# Gestellte Aufgaben
(a) Beantworte zum Text über Seegras als Dämmmaterial diese Fragen:
(i) In welchen Tiefen brechen die Seegrashalme ab?
(ii) Als was verkaufen die zwei deutschen Firmen die toten Pflanzen?
(iii) Wogegen ist Seegras resistent?
(b) Kopiere aus dem Text über Seegras als Dämmmaterial die Stelle von „Seegras hat kein“ bis einschließlich „meistens möglichst schnell.“ wortgetreu.
(c) Setze den Text über Seegras als Dämmmaterial nach seinem letzten Satz fort.

# Vorliegender Text
Nachhaltiges Bauen

Dämmung aus dem Meer

Am Strand wird Seegras meistens als störend empfunden. Zwei deutsche Firmen sehen das anders. Sie verkaufen die abgestorbenen Meerespflanzen als ideales Dämmmaterial

Seegras hat kein gutes Image: Brechen die Halme in Tiefen von bis zu 40 Metern ab, wird es zu tausenden Tonnen an Strände angeschwemmt. Dort sieht es aus wie Heu, bedeckt den Strand und stinkt ziemlich, wenn es sich mit Algen vermischt. Deshalb stören die toten Pflanzen an Tourismusdestinationen. Die Strandreinigung entsorgt das Seegras meistens möglichst schnell.

Für zwei deutsche Firmen ist Seegras jedoch alles andere als Abfall. Sie verkaufen die toten Pflanzen als Dämmmaterial. Neben den guten Isoliereigenschaften hat Seegras eine bessere Ökobilanz als andere Stoffe, da es fast unverarbeitet verbaut wird. Zudem ist es resistent gegen Schimmel und Ungeziefer. Zum Vergleich: Herkömmliches Dämmmaterial wie Glaswolle oder Styropor ist aufwändig in der Herstellung, kostspielig in der Entsorgung und enthält teilweise giftige Zusatzstoffe.

Auszüge aus Daten zur Ortsbeschriftung:
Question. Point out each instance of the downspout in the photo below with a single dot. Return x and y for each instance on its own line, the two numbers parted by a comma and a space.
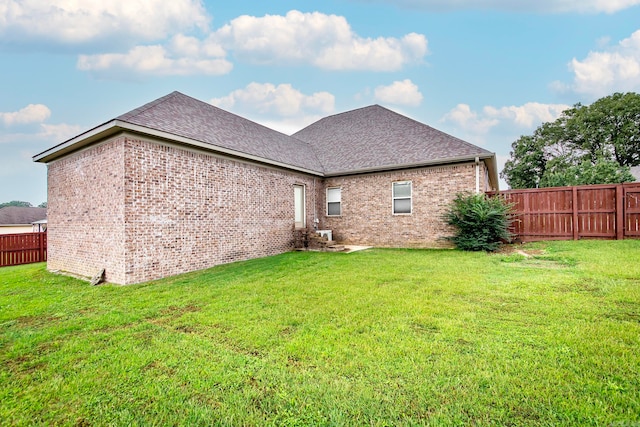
315, 206
477, 175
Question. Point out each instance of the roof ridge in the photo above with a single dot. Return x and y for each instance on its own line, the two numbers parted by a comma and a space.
137, 111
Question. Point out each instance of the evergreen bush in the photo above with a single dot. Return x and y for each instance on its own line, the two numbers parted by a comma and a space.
481, 222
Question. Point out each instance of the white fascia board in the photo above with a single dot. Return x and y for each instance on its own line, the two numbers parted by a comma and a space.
438, 162
116, 126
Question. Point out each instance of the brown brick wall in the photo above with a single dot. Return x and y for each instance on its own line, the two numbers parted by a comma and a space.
143, 209
367, 216
188, 210
86, 212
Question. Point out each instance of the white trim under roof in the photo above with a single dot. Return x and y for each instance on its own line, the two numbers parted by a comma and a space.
115, 126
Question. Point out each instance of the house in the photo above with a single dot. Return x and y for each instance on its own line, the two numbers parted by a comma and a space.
179, 185
19, 219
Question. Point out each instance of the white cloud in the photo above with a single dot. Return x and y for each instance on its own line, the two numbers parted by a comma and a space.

# Die Ergebnisse
(a)
(i) In Tiefen von bis zu 40 Metern.
(ii) Als Dämmmaterial.
(iii) Gegen Schimmel und Ungeziefer.

(b)
Seegras hat kein gutes Image: Brechen die Halme in Tiefen von bis zu 40 Metern ab, wird es zu tausenden Tonnen an Strände angeschwemmt. Dort sieht es aus wie Heu, bedeckt den Strand und stinkt ziemlich, wenn es sich mit Algen vermischt. Deshalb stören die toten Pflanzen an Tourismusdestinationen. Die Strandreinigung entsorgt das Seegras meistens möglichst schnell.

(c)
Die eine Geschichte beginnt 2006 in Spanien: Der Architekt Richard Meier ist im Urlaub, will eigentlich Kite-Surfen, doch es weht kein Wind. Also spaziert er mit einem Freund am Strand entlang. Dieser ist bedeckt mit Seegras, das durch die Wellenbewegungen zu kleinen Bällen geformt wurde. „So unbrauchbar, die brennen nicht mal“, sagt sein Freund. Meier wird sofort hellhörig. Zurück in Karlsruhe ließ er die Bälle aus sogenanntem Neptungras vom Frauenhofer-Institut prüfen. Das Institut findet: Seegras eignet sich gut als Dämmstoff. 2007 erhält Meier das Patent für sein Produkt „NeptuTherm“. Das Startkapital: 25.000 Euro von IKEA, der Preis für einen gewonnen Ideenwettbewerb.

Für die Produktion knüpft Meier Kontakte zu Strandreinigern. In Italien beispielsweise steht ihm das Gesetz im Weg: Material vom Strand mitzunehmen ist nicht erlaubt. Fündig wird Meier schließlich in Tunesien und Albanien. Trotz langem Transportweg per Lkw ist die Ökobilanz immer noch besser als bei vergleichbarem Dämmmaterial.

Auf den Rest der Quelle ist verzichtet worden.